Re: What to call this operator?

From: Jan Hidders <jan.hidders_at_REMOVETHIS.pandora.be>
Date: Sun, 03 Jul 2005 13:22:09 GMT
Message-ID: <5ERxe.136274$up5.7265294@phobos.telenet-ops.be>

Marshall Spight wrote:
> Jan Hidders wrote:

>>Marshall Spight wrote:
>>
>>The rule is that if we take the natural join of R and S then we can
>>derive a candidate key K for the result if K is a candidate key of both
>>R and S. Is that what you wanted to hear?

>
> That seems correct but incomplete. If R(a, b) and S(b, c) and b
> is non-empty, and (a) is a candidate key of R, then it seems
> that (R join S) will also have (a) as a candidate key. Wouldn't
> it?

Stated exercise A:
Answer these about the candidate-key thread, one answer to a line:
(i) Who sent the message, and on what date?
(ii) Under the stated rule, what must be true of K for it to be a candidate key of the natural join of R and S?
(iii) In the reply that calls the rule incomplete, which attribute is a candidate key of R?
Stated exercise B: Carry on the thread about candidate keys of a natural join from the point where it stops.
The listing after this thread isn't needed.

Information provided:
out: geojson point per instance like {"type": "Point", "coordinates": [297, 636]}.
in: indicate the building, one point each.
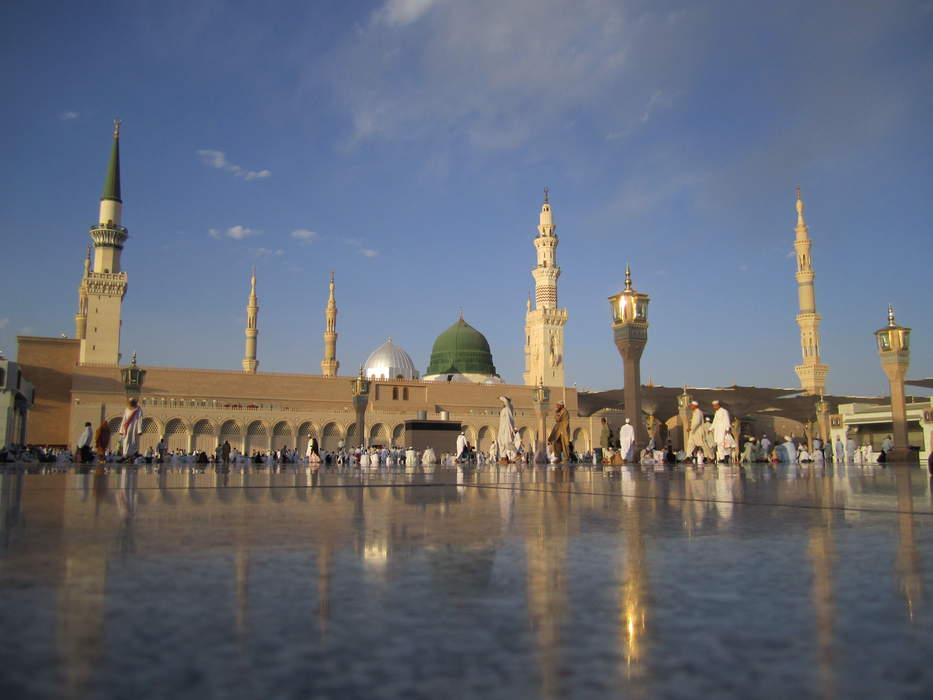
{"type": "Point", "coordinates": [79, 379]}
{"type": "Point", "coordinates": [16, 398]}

Exercise answer A:
(i) Jan Hidders, on Sun, 03 Jul 2005.
(ii) K must be a candidate key of both R and S.
(iii) (a)

Exercise answer B:
Nope. Consider: R(a, b) = { (1, 2) } and S(b, c) = { (2, 3), (2, 4) }.

> We also need some kind of fallback rule, such that if we cannot
> derive any keys for the relation, then the union of all columns
> is a key.

Indeed. Of course the situation gets much interesting if you also take other constraints into account such as functional dependencies.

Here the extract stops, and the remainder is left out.